> **Task item**:
Take the lines below between the one holding "box: [3, 71, 236, 146]" and the one holding "negative clicks: (30, 135) (16, 125)", inclusive, and copy them exactly. Add nothing.

Stored items
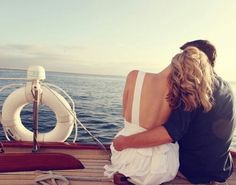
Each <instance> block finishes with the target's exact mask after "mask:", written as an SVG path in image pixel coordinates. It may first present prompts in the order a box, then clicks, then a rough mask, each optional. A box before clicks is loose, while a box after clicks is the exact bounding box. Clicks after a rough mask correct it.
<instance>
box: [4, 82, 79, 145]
mask: <svg viewBox="0 0 236 185" xmlns="http://www.w3.org/2000/svg"><path fill="white" fill-rule="evenodd" d="M41 88H42V95H41V103H42V104H43V105H46V106H48V107H49V108H50V109H51V110H52V111H53V112H54V113H55V115H56V120H57V123H56V126H55V127H54V129H53V130H51V131H50V132H47V133H39V134H38V138H37V140H38V141H40V142H43V141H48V142H63V141H65V140H66V139H67V138H68V137H69V136H70V134H71V132H72V130H73V125H74V122H75V118H74V116H73V115H72V114H71V112H73V111H72V109H71V107H70V105H69V104H68V102H67V101H66V100H65V98H64V97H62V96H61V95H60V94H59V93H57V92H56V91H54V90H52V89H48V87H44V86H42V87H41ZM32 101H33V95H32V93H31V85H30V83H27V84H26V86H24V87H21V88H19V89H16V90H15V91H14V92H12V93H11V94H10V95H9V96H8V97H7V99H6V100H5V102H4V104H3V107H2V120H1V122H2V125H3V127H4V130H5V132H6V133H7V134H8V135H10V136H11V137H12V138H13V139H15V140H19V141H32V139H33V133H32V132H31V131H30V130H28V129H27V128H26V127H25V126H24V125H23V124H22V121H21V118H20V112H21V110H22V109H23V107H24V106H26V105H27V104H29V103H31V102H32Z"/></svg>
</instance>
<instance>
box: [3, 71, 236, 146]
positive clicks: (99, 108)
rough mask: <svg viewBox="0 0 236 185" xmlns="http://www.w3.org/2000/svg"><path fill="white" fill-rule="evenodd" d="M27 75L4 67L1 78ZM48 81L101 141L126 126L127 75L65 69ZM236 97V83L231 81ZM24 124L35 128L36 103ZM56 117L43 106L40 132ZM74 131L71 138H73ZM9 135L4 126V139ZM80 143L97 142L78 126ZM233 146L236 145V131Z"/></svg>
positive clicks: (234, 137) (7, 94)
mask: <svg viewBox="0 0 236 185" xmlns="http://www.w3.org/2000/svg"><path fill="white" fill-rule="evenodd" d="M1 77H4V78H7V77H9V78H26V71H24V70H10V69H0V78H1ZM45 82H46V83H51V84H55V85H57V86H59V87H60V88H62V89H64V90H65V91H66V92H67V93H68V94H69V95H70V96H71V98H72V99H73V100H74V102H75V111H76V113H77V118H78V119H79V120H80V121H81V122H82V123H83V124H84V125H85V127H86V128H87V129H88V130H89V131H90V132H91V133H92V134H93V135H94V136H95V137H97V138H98V139H99V140H101V141H102V142H103V143H105V144H109V143H110V142H111V141H112V138H113V137H114V136H115V134H116V133H117V132H118V131H119V130H120V129H121V128H122V127H123V118H122V94H123V88H124V84H125V78H124V77H118V76H101V75H84V74H71V73H61V72H46V80H45ZM13 83H14V84H16V83H17V84H21V83H23V84H25V81H24V80H0V88H1V87H2V86H5V85H7V84H13ZM231 87H232V89H233V91H234V93H235V97H236V82H231ZM13 90H14V89H7V90H4V91H3V92H0V110H1V109H2V104H3V102H4V100H5V98H6V97H7V96H8V95H9V94H10V93H11V92H12V91H13ZM21 119H22V123H23V124H24V125H25V127H27V128H28V129H30V130H32V126H33V125H32V122H33V120H32V104H29V105H27V106H25V107H24V108H23V110H22V111H21ZM55 124H56V118H55V114H54V112H52V111H51V110H50V109H49V108H48V107H47V106H45V105H44V106H43V105H40V110H39V131H40V132H48V131H50V130H52V129H53V128H54V127H55ZM73 138H74V131H73V133H72V135H71V136H70V137H69V138H68V141H72V140H73ZM4 139H5V136H4V133H3V130H2V127H1V125H0V140H4ZM77 142H79V143H94V141H93V140H92V138H91V137H90V136H89V135H88V134H87V132H86V131H84V130H83V129H82V128H81V127H80V126H79V127H78V138H77ZM232 146H234V147H235V148H236V132H235V136H234V141H233V144H232Z"/></svg>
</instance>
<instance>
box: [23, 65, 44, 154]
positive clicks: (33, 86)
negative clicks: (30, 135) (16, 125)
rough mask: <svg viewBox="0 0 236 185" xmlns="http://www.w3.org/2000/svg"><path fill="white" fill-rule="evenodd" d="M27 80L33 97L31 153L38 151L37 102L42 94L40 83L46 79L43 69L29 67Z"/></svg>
mask: <svg viewBox="0 0 236 185" xmlns="http://www.w3.org/2000/svg"><path fill="white" fill-rule="evenodd" d="M27 79H28V80H29V81H32V86H31V92H32V96H33V121H34V125H33V148H32V152H37V151H38V150H39V145H38V142H37V137H38V118H39V116H38V115H39V114H38V113H39V102H40V97H41V93H42V89H41V85H40V82H41V81H43V80H45V79H46V75H45V69H44V68H43V67H42V66H30V67H29V68H28V70H27Z"/></svg>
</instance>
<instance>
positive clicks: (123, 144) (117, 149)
mask: <svg viewBox="0 0 236 185" xmlns="http://www.w3.org/2000/svg"><path fill="white" fill-rule="evenodd" d="M125 138H126V136H122V135H120V136H117V137H116V138H115V139H114V140H113V146H114V148H115V149H116V150H117V151H122V150H124V149H126V148H127V144H128V143H127V140H126V139H125Z"/></svg>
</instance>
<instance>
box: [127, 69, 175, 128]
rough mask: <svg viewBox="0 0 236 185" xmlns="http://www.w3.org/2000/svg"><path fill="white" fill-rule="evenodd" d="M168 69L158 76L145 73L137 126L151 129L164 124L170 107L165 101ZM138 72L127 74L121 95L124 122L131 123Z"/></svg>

> **Answer box**:
box: [3, 71, 236, 146]
positive clicks: (99, 108)
rough mask: <svg viewBox="0 0 236 185" xmlns="http://www.w3.org/2000/svg"><path fill="white" fill-rule="evenodd" d="M27 75L4 67L1 78ZM48 81L101 141L126 126L127 75L65 69ZM236 97V83L231 81ZM24 124L35 128L36 103ZM56 117L43 106L40 132ZM74 131L71 138H73ZM9 135L4 126V139ZM80 143L97 142L78 126ZM233 146L236 145V131Z"/></svg>
positive clicks: (234, 137) (7, 94)
mask: <svg viewBox="0 0 236 185" xmlns="http://www.w3.org/2000/svg"><path fill="white" fill-rule="evenodd" d="M1 77H4V78H7V77H9V78H26V71H24V70H10V69H0V78H1ZM45 82H46V83H51V84H55V85H57V86H59V87H60V88H62V89H64V90H65V91H66V92H67V93H68V94H69V95H70V96H71V98H72V99H73V100H74V102H75V111H76V113H77V118H78V119H79V120H80V121H81V122H82V123H83V124H84V125H85V127H86V128H87V129H88V130H89V131H90V132H91V133H92V134H93V135H94V136H95V137H97V138H98V139H99V140H101V141H102V142H103V143H105V144H109V143H110V142H111V141H112V138H113V137H114V136H115V134H116V133H117V132H118V131H119V130H120V129H121V128H122V127H123V118H122V94H123V88H124V84H125V78H124V77H118V76H101V75H84V74H71V73H61V72H46V80H45ZM13 83H14V84H16V83H17V84H21V83H23V84H25V81H24V80H0V88H1V87H2V86H5V85H7V84H13ZM231 87H232V89H233V91H234V93H235V97H236V82H231ZM13 90H14V89H7V90H4V91H3V92H0V110H1V109H2V104H3V102H4V100H5V98H6V97H7V96H8V95H9V94H10V93H11V92H12V91H13ZM21 119H22V123H23V124H24V125H25V127H27V128H28V129H30V130H32V126H33V125H32V122H33V120H32V104H29V105H27V106H25V107H24V108H23V110H22V111H21ZM55 124H56V118H55V114H54V112H52V111H51V110H50V109H49V108H48V107H47V106H45V105H44V106H43V105H40V110H39V131H40V132H48V131H50V130H52V129H53V128H54V127H55ZM73 138H74V131H73V133H72V135H71V136H70V137H69V138H68V141H72V140H73ZM4 139H5V136H4V133H3V130H2V127H1V125H0V140H4ZM77 142H79V143H94V141H93V140H92V138H91V137H90V136H89V135H88V134H87V132H86V131H84V130H83V129H82V128H81V127H80V126H79V127H78V138H77ZM232 146H234V147H235V148H236V132H235V136H234V141H233V144H232Z"/></svg>
</instance>
<instance>
box: [23, 65, 44, 154]
positive clicks: (33, 86)
negative clicks: (30, 135) (16, 125)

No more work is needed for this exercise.